■ **LISTA DE TAREFAS**:
1 > No texto sobre o livro de Isabel, a primeira citação diz até onde chegou a censura. Liste todos os meios e as formas de expressão atingidos.
2 > Responda por favor a estas perguntas sobre o texto sobre o livro de Isabel:
(a) Em que obra George Orwell resume a lógica autoritária?
(b) Em que página está a citação sobre o enterro da Ama?
(c) Como a personagem da Ama é chamada no livro?
3 > Escreva a parte seguinte do texto sobre o livro de Isabel, começando logo após a última citação.

■ **TRECHO CITADO**:
########################################

A importância de lembrar
“De uma penada, os militares mudaram a história universal, apagando os episódios, as ideologias e os personagens que o regime desaprovava. [...] A censura, que a princípio só abarcou os meios de comunicação, logo se estendeu aos textos escolares, às letras das canções, aos argumentos dos filmes e às conversas privadas.. [...] Alba perguntou de onde tinham saído tantos fascistas de um dia para o outro, porque na larga trajetória democrática do seu país, nunca os tinha notado, exceto alguns exaltados [...].” (p. 415)
Impossível ler este trecho e não pensar no espanto de ver radicalidades fascistas dando as caras no Brasil desde 2018.
Aqui Isabel também fala de censura e da reescrita da história. Situações pelas quais nosso país também passou durante a ditadura militar. Em “1984”, George Orwell resume essa lógica autoritária: “Quem controla o passado, controla o futuro. Quem controla o presente, controla o passado”. Por isso, de novo, é fundamental a memória coletiva se manter viva e verdadeira, com registros e com livros como os de Isabel.
A Ama
“[...] Tiveram de enterrá-la às pressas, sem discursos nem lágrimas. Não assistiu ao seu funeral nenhum dos numerosos filhos alheios que ela com tanto amor tinha criado.” (p. 175)
A personagem Ama — que é chamada assim, sem nome próprio, com uma identidade costurada à família para a qual trabalha — é exemplo de uma realidade dolorosamente parecida com a que ainda vemos no Brasil.
Um corpo que sente
“Sabia o que estava ocorrendo no país, por isso andava dia e noite com o estômago oprimido, tremiam-lhe as mãos, e quando se inteirava da sorte de algum prisioneiro, cobria-se de inchaços dos pés à cabeça, como uma pessoa infectada pela peste. [...] Teve de acomodar os sentimentos para continuar a viver.” (p. 409)

########################################

■ **CONTEÚDO DOS DADOS**:
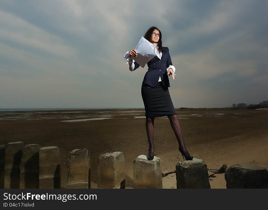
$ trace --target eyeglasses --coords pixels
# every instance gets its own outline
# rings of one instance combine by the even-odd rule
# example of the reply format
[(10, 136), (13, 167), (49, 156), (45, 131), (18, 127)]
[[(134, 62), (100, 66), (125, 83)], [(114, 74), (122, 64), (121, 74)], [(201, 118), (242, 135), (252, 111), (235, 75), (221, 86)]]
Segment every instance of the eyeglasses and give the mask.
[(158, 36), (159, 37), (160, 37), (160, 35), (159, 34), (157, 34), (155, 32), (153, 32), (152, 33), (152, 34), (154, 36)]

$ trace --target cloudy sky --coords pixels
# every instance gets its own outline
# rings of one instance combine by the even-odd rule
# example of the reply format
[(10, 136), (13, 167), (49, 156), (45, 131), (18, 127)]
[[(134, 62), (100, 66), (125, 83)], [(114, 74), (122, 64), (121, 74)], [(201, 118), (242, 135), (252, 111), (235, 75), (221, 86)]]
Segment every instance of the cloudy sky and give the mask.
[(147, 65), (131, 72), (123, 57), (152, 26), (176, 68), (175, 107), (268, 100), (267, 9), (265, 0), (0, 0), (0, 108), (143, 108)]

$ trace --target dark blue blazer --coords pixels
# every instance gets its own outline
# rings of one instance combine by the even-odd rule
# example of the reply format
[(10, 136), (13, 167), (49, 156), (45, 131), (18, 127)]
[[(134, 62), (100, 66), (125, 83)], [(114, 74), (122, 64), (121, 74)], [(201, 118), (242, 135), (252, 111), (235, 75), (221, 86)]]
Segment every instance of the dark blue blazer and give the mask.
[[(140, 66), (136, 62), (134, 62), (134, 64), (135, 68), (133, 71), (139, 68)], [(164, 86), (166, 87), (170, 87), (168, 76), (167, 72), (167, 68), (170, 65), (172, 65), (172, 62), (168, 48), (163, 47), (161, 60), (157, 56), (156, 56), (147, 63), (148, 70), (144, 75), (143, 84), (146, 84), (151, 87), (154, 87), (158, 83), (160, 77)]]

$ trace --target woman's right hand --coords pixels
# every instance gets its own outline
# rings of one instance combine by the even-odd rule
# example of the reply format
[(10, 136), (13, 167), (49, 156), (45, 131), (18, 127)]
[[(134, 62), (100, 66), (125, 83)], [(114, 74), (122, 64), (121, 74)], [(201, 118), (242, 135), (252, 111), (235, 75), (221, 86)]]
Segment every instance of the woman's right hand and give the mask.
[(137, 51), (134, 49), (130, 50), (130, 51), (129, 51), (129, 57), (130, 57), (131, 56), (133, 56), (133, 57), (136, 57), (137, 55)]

########################################

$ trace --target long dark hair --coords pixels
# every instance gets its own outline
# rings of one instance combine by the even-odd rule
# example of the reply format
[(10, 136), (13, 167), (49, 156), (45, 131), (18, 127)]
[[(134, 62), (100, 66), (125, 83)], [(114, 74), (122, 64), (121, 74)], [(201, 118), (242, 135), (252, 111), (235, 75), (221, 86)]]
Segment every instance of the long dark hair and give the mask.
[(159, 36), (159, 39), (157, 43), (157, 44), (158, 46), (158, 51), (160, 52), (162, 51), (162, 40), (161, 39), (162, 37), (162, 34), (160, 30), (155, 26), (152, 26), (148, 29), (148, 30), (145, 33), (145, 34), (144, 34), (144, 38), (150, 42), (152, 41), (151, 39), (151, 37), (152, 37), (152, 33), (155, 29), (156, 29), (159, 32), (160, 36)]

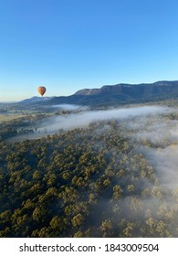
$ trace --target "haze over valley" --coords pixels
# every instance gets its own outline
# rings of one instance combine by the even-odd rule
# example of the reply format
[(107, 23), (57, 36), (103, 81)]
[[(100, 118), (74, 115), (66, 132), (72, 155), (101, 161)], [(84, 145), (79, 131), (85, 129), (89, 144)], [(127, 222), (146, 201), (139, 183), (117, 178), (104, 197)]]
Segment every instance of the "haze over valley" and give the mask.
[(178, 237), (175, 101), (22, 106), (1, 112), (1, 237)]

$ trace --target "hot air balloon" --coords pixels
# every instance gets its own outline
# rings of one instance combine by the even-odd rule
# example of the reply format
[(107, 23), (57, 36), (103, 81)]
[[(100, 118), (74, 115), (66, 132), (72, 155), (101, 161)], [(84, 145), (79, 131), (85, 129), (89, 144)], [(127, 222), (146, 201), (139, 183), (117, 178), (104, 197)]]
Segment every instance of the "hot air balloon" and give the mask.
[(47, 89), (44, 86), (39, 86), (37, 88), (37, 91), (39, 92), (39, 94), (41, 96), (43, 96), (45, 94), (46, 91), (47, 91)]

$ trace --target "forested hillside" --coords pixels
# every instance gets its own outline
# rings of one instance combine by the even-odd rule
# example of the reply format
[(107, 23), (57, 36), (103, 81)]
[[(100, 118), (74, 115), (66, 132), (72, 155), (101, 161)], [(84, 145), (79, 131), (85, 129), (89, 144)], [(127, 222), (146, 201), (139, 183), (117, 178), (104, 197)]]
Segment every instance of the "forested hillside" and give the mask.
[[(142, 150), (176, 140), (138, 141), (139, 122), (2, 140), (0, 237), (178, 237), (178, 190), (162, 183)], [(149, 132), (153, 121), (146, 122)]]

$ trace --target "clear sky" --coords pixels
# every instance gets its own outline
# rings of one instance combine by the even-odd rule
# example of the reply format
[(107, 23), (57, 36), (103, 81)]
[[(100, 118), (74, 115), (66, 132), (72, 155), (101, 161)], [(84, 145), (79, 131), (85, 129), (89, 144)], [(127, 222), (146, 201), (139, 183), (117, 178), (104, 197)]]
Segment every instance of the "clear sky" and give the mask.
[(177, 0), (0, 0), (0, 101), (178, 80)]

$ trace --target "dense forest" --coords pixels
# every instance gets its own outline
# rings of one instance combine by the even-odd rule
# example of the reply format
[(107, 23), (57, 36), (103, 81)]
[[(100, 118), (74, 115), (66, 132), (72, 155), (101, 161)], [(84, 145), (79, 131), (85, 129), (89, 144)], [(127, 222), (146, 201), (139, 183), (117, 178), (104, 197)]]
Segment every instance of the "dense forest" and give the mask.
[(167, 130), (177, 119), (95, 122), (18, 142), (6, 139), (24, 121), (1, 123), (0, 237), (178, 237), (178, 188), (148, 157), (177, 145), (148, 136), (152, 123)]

########################################

■ **RESPOSTAS EM ORDEM**:
1 >
meios de comunicação
textos escolares
letras das canções
argumentos dos filmes
conversas privadas

2 >
(a) Em "1984".
(b) Na página 175.
(c) Apenas de Ama, sem nome próprio.

3 >
Tive vários momentos de identificação com as mulheres deste livro — muitos deles relacionados à escrita. Mas este trecho também me tocou. A pandemia e o atual momento político que atravessamos também me trazem essa necessidade de acomodar os sentimentos para seguir encarando os dias, e também meu corpo, como o de Alba, não hesita em se manifestar quando a mente está tão atribulada.
Sobre a escrita
“Sugeriu-lhe, também, que escrevesse o testemunho que um dia poderia servir para trazer à luz o terrível segredo que estava vivendo, para que o mundo conhecesse o horror que ocorria paralelamente à existência aprazível e ordenada dos que não queriam saber, dos que podiam ter a ilusão de uma vida normal, dos que podiam negar que iam flutuando numa balsa sobre um mar de lamentos, ignorando, apesar de todas as evidências, que a poucos quarteirões do seu mundo feliz estavam os outros, os que sobrevivem ou morrem no lado escuro.” (p. 448)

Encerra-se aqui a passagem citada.